[Document passage]:

____

# RAG system with feedback loop

In this notebook, we implement a RAG pipeline enhanced with a user feedback loop. The goal is to improve the accuracy, relevance, and personalization of answers over time by:
- Dynamically adjusting document relevance based on user feedback.
- Periodically fine-tuning the document index with high-quality interactions.

This kind of feedback-aware architecture is ideal for applications like education, customer support, and expert systems where relevance and quality of responses matter — and evolve — with use.

In [1]:
import os
from dotenv import load_dotenv
from langchain_text_splitters import RecursiveCharacterTextSplitter
from langchain_openai import OpenAIEmbeddings, ChatOpenAI
from langchain.vectorstores import FAISS
from langchain.chains import RetrievalQA
from langchain_core.pydantic_v1 import BaseModel, Field
from langchain import PromptTemplate
import json
from typing import List, Dict, Any
import pymupdf

# Load environment variables from a .env file
load_dotenv()

# Set the OpenAI API key environment variable
os.environ["OPENAI_API_KEY"] = os.getenv('OPENAI_API_KEY')

### Load the PDF
The first step in any RAG system is to ingest source content. In our case, we are loading and reading a PDF file to build our knowledge base.

Here, we read the PDF content and convert it into a string using the `pymupdf` library. This will allow us to process the text further.

In [2]:
# Path to the PDF document
path = "Understanding_Climate_Change.pdf"

# Open the PDF document located at the specified path
doc = pymupdf.open(path)
content = ""
# Iterate over each page in the document
for page_num in range(len(doc)):
    # Get the current page
    page = doc[page_num]
    # Extract the text content from the current page and append it to the content string
    content += page.get_text()

____

[Data under study]:

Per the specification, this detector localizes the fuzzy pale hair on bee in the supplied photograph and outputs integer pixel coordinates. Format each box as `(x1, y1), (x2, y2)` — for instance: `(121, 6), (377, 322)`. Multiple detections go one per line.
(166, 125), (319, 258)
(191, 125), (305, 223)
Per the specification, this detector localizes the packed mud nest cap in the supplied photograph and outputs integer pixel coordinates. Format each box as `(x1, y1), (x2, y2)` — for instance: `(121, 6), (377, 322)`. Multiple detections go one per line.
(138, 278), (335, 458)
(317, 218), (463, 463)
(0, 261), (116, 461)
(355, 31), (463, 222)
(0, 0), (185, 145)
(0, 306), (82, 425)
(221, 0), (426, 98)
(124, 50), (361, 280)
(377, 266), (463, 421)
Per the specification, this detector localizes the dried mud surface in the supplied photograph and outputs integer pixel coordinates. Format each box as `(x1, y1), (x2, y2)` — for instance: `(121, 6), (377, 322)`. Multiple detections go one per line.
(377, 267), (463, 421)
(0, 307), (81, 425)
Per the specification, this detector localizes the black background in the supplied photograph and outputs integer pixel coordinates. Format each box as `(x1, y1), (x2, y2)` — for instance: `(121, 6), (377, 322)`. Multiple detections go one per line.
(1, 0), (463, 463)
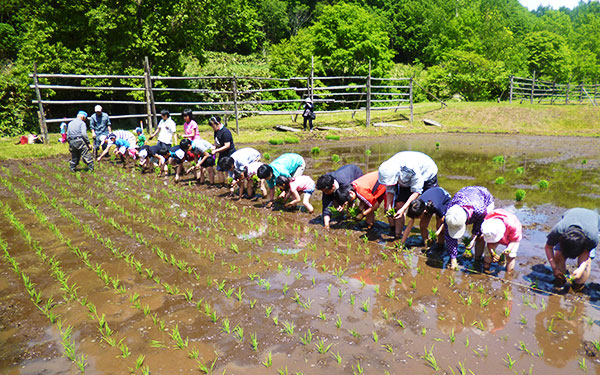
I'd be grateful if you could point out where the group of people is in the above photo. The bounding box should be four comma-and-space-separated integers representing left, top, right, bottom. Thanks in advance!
67, 106, 600, 290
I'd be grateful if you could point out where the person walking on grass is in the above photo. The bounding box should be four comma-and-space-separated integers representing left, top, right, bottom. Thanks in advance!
316, 164, 363, 229
402, 186, 452, 246
302, 98, 316, 131
185, 138, 215, 185
256, 153, 306, 207
208, 116, 235, 183
333, 171, 385, 230
444, 186, 494, 269
218, 147, 260, 199
149, 109, 177, 155
67, 111, 94, 172
481, 209, 523, 272
275, 176, 315, 214
90, 105, 112, 158
379, 151, 438, 238
545, 208, 600, 292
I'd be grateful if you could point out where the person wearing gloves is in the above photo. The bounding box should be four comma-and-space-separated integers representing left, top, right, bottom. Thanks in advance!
218, 147, 260, 199
302, 98, 316, 131
333, 171, 385, 230
402, 186, 452, 246
67, 111, 94, 172
316, 164, 363, 229
545, 208, 600, 291
148, 109, 177, 155
444, 186, 494, 269
90, 105, 112, 158
256, 152, 306, 207
481, 209, 523, 272
379, 151, 438, 238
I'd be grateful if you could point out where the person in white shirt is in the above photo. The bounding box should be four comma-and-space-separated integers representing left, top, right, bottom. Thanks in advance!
379, 151, 438, 238
218, 147, 260, 199
149, 109, 177, 154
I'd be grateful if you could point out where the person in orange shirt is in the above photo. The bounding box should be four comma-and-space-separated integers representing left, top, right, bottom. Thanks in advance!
333, 171, 385, 230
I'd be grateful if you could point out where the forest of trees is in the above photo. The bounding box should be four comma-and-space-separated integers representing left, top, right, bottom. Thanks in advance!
0, 0, 600, 135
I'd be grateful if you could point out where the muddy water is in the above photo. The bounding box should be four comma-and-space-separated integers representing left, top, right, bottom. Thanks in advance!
0, 134, 600, 374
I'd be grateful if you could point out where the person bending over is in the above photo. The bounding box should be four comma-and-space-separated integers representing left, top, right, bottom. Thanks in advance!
256, 153, 306, 207
333, 171, 385, 230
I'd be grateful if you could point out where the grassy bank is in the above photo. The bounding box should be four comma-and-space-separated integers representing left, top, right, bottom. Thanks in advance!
0, 102, 600, 160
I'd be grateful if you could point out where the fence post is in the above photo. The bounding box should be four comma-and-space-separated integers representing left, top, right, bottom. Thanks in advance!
366, 59, 371, 127
144, 56, 158, 129
33, 62, 50, 145
233, 74, 240, 134
408, 77, 414, 124
529, 70, 535, 104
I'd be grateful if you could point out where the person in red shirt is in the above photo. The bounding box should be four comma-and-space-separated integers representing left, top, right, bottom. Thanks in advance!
481, 209, 523, 272
333, 171, 385, 229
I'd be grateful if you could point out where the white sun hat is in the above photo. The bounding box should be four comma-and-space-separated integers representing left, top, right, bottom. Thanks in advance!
444, 205, 467, 238
481, 219, 506, 243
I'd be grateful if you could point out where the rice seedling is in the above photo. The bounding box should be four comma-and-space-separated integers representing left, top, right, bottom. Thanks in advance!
421, 345, 440, 371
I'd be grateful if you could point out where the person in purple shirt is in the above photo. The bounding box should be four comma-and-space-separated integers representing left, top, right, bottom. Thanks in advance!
444, 186, 494, 269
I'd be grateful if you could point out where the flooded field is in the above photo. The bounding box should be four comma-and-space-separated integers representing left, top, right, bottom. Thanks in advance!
0, 134, 600, 375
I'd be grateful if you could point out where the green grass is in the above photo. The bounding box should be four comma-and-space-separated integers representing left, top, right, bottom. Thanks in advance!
0, 102, 599, 161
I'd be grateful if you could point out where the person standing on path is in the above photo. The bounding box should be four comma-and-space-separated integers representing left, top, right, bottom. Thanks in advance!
67, 111, 94, 172
148, 109, 177, 155
90, 105, 112, 158
444, 186, 494, 269
316, 164, 363, 229
545, 208, 600, 291
302, 98, 316, 131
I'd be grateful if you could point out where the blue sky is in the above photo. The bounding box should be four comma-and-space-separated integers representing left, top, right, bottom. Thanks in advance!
519, 0, 579, 10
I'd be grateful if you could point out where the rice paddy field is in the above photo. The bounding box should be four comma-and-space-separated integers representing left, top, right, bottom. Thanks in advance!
0, 134, 600, 375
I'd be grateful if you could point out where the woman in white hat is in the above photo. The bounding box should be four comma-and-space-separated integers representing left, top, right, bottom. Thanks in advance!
444, 186, 494, 269
302, 98, 316, 131
481, 209, 523, 272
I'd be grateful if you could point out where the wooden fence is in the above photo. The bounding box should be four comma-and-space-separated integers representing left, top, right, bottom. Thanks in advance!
30, 58, 413, 145
509, 72, 600, 106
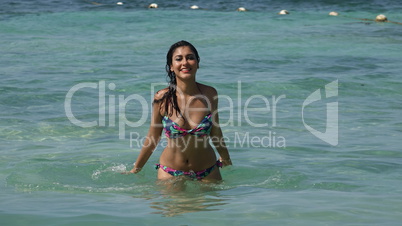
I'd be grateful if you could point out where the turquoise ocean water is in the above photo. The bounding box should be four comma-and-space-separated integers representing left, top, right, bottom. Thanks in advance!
0, 0, 402, 225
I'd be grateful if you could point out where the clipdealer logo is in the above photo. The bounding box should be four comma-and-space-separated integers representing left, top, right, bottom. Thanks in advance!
64, 80, 338, 148
302, 80, 338, 146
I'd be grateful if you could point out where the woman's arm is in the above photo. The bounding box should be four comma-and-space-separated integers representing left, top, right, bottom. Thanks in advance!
210, 89, 232, 166
130, 93, 163, 173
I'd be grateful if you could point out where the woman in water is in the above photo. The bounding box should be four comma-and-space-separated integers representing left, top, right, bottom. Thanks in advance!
130, 41, 232, 182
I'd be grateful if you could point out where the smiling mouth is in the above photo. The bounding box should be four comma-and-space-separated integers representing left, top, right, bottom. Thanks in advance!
180, 68, 191, 73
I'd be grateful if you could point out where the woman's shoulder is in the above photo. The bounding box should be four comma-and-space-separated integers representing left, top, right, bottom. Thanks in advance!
198, 83, 218, 96
154, 87, 169, 103
154, 87, 169, 100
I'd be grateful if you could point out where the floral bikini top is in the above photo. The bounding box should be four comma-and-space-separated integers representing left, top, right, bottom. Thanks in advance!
162, 113, 212, 139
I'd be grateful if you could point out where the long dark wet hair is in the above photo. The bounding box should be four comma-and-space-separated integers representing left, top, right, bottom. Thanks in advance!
154, 40, 200, 118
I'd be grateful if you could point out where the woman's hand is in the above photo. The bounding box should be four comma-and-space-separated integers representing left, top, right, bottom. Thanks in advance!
121, 166, 142, 175
219, 157, 232, 166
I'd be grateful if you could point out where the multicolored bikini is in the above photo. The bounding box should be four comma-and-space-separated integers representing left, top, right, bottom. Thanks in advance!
155, 113, 222, 180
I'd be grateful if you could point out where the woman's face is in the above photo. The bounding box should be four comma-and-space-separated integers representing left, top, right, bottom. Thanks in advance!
170, 46, 198, 79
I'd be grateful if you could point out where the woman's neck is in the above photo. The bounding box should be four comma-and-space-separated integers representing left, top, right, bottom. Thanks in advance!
176, 80, 199, 96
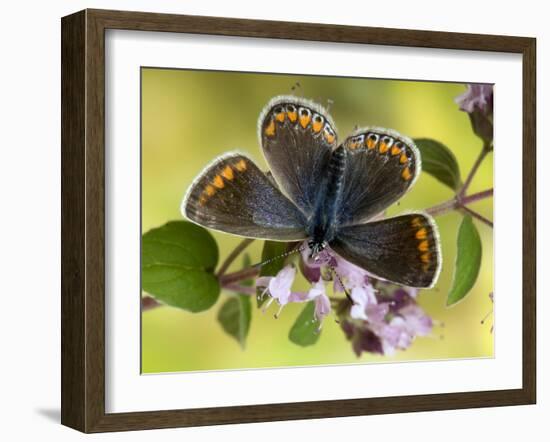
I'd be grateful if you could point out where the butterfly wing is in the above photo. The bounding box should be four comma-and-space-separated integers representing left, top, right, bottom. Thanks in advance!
258, 96, 336, 216
181, 153, 306, 241
339, 128, 421, 225
330, 213, 441, 287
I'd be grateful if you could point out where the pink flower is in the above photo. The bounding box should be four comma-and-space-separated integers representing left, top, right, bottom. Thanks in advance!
455, 84, 493, 144
256, 265, 296, 305
256, 265, 331, 323
341, 281, 432, 356
455, 84, 493, 114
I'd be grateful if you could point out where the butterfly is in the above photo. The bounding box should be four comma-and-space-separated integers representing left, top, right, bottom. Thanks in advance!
181, 96, 441, 288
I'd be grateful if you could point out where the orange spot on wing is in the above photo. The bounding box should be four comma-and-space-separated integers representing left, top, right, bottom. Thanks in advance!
204, 184, 216, 196
265, 120, 275, 137
235, 160, 246, 172
222, 166, 235, 181
411, 216, 422, 228
212, 175, 225, 189
418, 239, 430, 252
416, 227, 428, 239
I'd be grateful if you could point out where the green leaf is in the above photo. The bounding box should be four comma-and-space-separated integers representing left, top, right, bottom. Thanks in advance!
288, 301, 321, 347
218, 294, 252, 349
414, 138, 462, 190
141, 221, 220, 312
141, 221, 218, 271
447, 215, 481, 306
256, 241, 288, 308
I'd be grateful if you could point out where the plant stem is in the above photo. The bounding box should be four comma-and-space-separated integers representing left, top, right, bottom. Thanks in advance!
458, 143, 492, 198
461, 206, 493, 227
425, 189, 493, 216
217, 238, 254, 278
223, 284, 256, 295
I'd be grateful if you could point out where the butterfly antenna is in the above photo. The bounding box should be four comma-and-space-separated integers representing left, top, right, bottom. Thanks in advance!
252, 245, 304, 268
329, 263, 355, 305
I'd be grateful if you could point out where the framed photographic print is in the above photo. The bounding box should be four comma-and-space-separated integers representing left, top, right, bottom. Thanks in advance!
62, 10, 536, 432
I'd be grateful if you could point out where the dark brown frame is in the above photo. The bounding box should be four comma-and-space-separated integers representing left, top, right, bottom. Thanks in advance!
61, 10, 536, 432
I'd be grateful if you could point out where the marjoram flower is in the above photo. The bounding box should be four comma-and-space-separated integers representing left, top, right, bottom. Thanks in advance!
256, 243, 432, 356
455, 84, 493, 146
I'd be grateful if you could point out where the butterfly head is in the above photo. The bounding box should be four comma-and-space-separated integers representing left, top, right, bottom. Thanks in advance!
307, 240, 327, 260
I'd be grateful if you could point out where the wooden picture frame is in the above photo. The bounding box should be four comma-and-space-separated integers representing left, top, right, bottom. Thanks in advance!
61, 10, 536, 432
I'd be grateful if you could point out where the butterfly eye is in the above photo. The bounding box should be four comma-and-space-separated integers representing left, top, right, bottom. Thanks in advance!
391, 141, 403, 156
323, 124, 336, 144
348, 135, 365, 150
378, 137, 393, 153
298, 107, 311, 129
273, 106, 285, 123
367, 134, 379, 150
312, 114, 325, 133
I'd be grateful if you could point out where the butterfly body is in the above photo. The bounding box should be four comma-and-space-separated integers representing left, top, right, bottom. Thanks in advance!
307, 146, 346, 250
182, 96, 441, 287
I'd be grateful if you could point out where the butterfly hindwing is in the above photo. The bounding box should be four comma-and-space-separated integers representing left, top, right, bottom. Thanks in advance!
339, 127, 421, 225
330, 213, 441, 288
182, 153, 306, 241
258, 96, 336, 216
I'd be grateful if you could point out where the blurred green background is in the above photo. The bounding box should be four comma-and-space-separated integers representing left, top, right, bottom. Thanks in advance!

____

[Goal of the exercise]: In the notebook on the RAG system with a feedback loop, which library reads the PDF and turns its content into a string?

[Response area]: The `pymupdf` library.